PROBLEM TO SOLVE:
Rewrite the material below, replacing "camera-trap count" with "field survey" wherever it occurs and leaving everything else unchanged.

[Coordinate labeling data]
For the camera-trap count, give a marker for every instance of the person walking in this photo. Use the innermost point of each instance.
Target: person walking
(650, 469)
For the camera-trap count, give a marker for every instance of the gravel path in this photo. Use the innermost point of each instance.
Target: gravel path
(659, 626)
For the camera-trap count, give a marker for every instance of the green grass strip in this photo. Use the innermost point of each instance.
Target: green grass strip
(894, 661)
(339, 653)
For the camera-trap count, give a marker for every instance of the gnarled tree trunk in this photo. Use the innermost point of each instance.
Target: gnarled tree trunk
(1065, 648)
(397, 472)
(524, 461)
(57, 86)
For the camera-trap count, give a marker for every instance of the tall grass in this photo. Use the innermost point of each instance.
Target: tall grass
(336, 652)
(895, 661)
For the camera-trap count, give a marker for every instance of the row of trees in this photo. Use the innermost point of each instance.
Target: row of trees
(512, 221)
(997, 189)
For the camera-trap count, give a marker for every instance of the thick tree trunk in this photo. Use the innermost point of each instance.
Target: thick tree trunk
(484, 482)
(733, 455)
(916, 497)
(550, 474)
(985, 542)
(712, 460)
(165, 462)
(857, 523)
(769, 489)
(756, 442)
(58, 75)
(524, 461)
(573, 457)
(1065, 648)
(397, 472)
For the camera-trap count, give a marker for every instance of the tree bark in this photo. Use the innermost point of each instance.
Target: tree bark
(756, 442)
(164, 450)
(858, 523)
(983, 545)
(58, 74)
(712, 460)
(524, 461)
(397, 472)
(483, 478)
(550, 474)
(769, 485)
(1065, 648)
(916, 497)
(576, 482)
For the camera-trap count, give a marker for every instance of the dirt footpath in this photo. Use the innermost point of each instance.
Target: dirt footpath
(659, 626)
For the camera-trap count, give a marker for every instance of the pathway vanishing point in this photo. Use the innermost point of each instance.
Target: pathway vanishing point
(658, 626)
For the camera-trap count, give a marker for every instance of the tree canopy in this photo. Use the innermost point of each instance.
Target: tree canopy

COMPLETE OUTPUT:
For the field survey, give a marker for every instance of the person walking in this photo. Use the innermost point of each instance.
Target: person walking
(650, 469)
For the field survey, give a marker for every instance of the gravel path in this photo. Use the innermost point of each instance.
Target: gravel path
(659, 626)
For the field survey, give a marker for every instance of the green grass strip in this photo. Use the innermost point of each instance.
Target: green grass strip
(894, 661)
(339, 653)
For the field survey, give a marker for every instance of the gnarled tree trunk in this photo. Use the innermost point of each instance.
Target: gnarled tree trunk
(1065, 648)
(397, 472)
(524, 461)
(57, 86)
For the field survey, give a marker for every instance of the tall grass in this photo. Use the innermost point of each instance.
Target: tall grass
(336, 652)
(895, 661)
For the field survey, give a marker for every instance of the row of trees in this photo. Use the innermost point of each instance.
Target: row of trees
(512, 221)
(997, 189)
For the field survey, give a marker for every instance of the thick tree trunk in this photo. Use the innermost point of each instance.
Target: thick tree trunk
(484, 482)
(733, 455)
(916, 497)
(550, 474)
(985, 542)
(712, 460)
(165, 462)
(857, 523)
(769, 489)
(756, 442)
(58, 75)
(524, 461)
(573, 457)
(1065, 648)
(397, 472)
For the field survey, give a marker for every instance of the tree bark in this photo. Use the innermost point of each instance.
Target: tree bark
(756, 442)
(164, 450)
(858, 523)
(983, 545)
(58, 74)
(712, 460)
(524, 461)
(397, 472)
(483, 478)
(550, 474)
(769, 485)
(1065, 648)
(916, 497)
(576, 482)
For the field survey, give a marker for every instance of the dirt footpath in this photo. Use the innermost point of each instance.
Target: dirt footpath
(659, 626)
For the field survey, give a marker for every instance of the pathway vanishing point in this photo. Use the innermost point of each instance.
Target: pathway vanishing point
(658, 626)
For the field survey, give a marker for every instance of the tree canopy in this photo. Use the innermost point of each instance.
Target: tree canopy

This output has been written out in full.